Brief: Task for the records below: copy exactly from the first line on, stopping once the line with "Target: blue tank rim" is copied, and leave out the pictures.

Data for analysis:
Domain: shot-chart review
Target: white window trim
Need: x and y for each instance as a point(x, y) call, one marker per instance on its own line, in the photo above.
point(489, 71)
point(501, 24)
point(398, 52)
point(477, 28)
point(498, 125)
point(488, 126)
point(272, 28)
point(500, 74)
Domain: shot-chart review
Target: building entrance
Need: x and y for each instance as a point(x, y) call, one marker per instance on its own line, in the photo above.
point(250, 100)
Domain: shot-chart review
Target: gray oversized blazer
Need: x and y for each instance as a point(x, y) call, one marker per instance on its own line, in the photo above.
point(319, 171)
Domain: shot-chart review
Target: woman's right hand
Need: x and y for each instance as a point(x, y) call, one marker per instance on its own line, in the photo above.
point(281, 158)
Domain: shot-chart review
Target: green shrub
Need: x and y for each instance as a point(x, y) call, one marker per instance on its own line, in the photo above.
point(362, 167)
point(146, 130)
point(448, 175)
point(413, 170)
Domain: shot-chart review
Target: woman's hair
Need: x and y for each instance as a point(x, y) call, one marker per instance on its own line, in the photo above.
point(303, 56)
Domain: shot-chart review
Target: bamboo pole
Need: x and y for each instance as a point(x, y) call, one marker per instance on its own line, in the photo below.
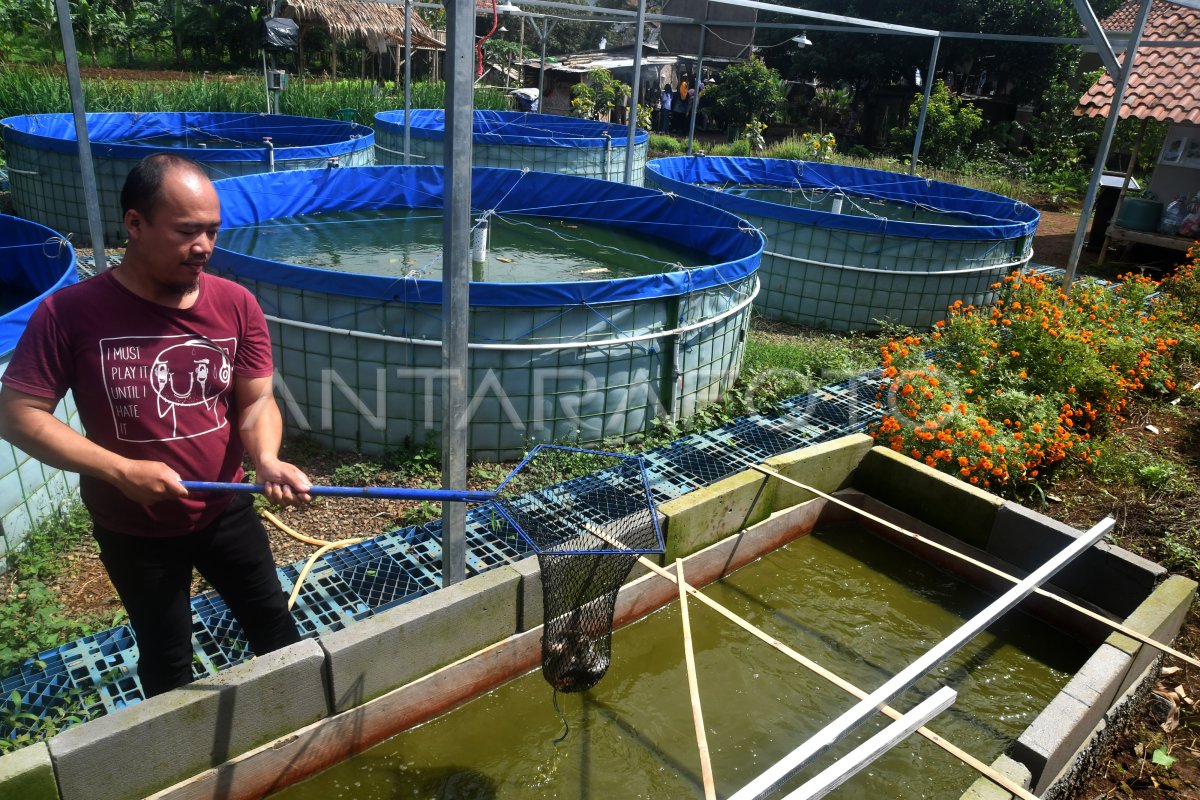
point(999, 779)
point(1000, 573)
point(697, 715)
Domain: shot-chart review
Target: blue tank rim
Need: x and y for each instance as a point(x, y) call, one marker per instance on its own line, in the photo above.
point(23, 235)
point(309, 137)
point(994, 216)
point(515, 128)
point(735, 246)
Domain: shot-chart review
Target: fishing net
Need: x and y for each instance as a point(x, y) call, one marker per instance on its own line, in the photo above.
point(588, 516)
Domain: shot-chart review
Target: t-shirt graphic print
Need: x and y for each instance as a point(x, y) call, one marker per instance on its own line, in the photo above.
point(167, 388)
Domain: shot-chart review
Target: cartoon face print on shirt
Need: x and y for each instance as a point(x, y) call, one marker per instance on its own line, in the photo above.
point(167, 388)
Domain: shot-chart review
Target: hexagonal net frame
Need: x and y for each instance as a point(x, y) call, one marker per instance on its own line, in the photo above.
point(588, 515)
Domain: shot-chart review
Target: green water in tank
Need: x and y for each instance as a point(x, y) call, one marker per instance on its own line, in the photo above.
point(851, 205)
point(203, 139)
point(855, 605)
point(407, 242)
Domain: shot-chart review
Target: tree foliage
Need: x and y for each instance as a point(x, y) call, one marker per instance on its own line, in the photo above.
point(951, 125)
point(747, 91)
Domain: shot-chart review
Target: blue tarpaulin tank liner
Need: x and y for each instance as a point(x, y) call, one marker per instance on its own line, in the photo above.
point(543, 143)
point(565, 362)
point(34, 263)
point(852, 248)
point(124, 134)
point(990, 216)
point(732, 246)
point(43, 160)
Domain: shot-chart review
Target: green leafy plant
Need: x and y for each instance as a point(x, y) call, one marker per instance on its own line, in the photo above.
point(357, 474)
point(25, 727)
point(748, 91)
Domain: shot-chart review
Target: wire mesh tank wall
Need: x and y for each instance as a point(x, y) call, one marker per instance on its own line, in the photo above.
point(43, 161)
point(543, 143)
point(36, 262)
point(850, 247)
point(574, 356)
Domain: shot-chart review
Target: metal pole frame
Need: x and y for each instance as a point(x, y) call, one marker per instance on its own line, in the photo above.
point(924, 104)
point(408, 78)
point(635, 92)
point(87, 169)
point(1121, 82)
point(547, 25)
point(700, 85)
point(456, 281)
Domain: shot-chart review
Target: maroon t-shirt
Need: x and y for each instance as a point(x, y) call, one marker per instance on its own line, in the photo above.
point(151, 383)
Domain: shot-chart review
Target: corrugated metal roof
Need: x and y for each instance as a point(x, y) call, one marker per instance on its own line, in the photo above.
point(1165, 82)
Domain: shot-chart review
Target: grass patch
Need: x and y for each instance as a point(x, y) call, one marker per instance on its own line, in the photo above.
point(31, 620)
point(45, 91)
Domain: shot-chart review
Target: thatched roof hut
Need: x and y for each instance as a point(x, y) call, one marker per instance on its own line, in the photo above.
point(378, 25)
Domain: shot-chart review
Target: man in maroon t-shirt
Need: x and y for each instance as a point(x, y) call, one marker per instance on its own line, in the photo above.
point(171, 370)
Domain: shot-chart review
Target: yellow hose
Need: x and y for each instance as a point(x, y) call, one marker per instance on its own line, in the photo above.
point(324, 547)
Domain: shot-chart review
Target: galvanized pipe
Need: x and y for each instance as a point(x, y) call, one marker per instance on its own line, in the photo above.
point(456, 281)
point(924, 104)
point(87, 169)
point(635, 91)
point(408, 76)
point(697, 79)
point(1121, 82)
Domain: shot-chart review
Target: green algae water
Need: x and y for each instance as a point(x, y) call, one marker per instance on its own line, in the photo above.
point(855, 605)
point(407, 242)
point(851, 205)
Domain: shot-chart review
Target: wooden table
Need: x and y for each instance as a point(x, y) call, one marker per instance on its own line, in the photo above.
point(1116, 233)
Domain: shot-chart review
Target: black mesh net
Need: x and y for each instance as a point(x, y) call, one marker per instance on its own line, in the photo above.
point(588, 516)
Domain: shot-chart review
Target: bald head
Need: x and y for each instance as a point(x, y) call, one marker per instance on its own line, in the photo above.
point(143, 186)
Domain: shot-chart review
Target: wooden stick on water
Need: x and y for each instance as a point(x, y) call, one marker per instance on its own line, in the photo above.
point(1000, 573)
point(996, 777)
point(697, 716)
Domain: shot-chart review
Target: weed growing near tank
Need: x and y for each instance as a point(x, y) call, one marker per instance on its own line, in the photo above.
point(31, 619)
point(999, 396)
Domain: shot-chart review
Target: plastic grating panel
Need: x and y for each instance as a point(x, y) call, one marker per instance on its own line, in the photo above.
point(760, 438)
point(324, 603)
point(43, 666)
point(106, 663)
point(697, 459)
point(376, 576)
point(216, 633)
point(39, 697)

Final answer:
Domain: shot-chart review
Target: white window trim
Need: x and y for each instance as a point(x, y) call, one marker per instance on its own line, in the photo above.
point(489, 71)
point(501, 24)
point(398, 52)
point(477, 28)
point(498, 125)
point(488, 126)
point(272, 28)
point(500, 74)
Domain: shot-chart review
Target: building entrance
Need: x and y for each instance as a point(x, y) call, one marker per instance on its own line, in the photo above.
point(250, 100)
Domain: shot-chart review
Target: gray oversized blazer
Need: x and y for each instance as a point(x, y) call, one marker per instance on its own line, in the photo above.
point(319, 171)
Domain: shot-chart review
Target: woman's right hand
Need: x and y for each instance as a point(x, y) call, one marker per instance on its own line, in the photo above.
point(281, 158)
Domain: shot-chart review
Target: green shrub
Need: x and y for each instance as a point(x, y) call, one marker per instance on its own line, in the photo above.
point(362, 167)
point(146, 130)
point(448, 175)
point(413, 170)
Domain: shot-chart review
Target: woman's hair
Need: x and y for each instance as a point(x, y) call, one marker per instance on its own line, in the photo above.
point(303, 56)
Domain: shot-chart review
Target: bamboo pole
Need: x and y for each instance as a point(x, y) call, one marker per instance on its own line, in the photo below.
point(999, 779)
point(1000, 573)
point(697, 715)
Domain: shot-chart review
Target: blue tank rim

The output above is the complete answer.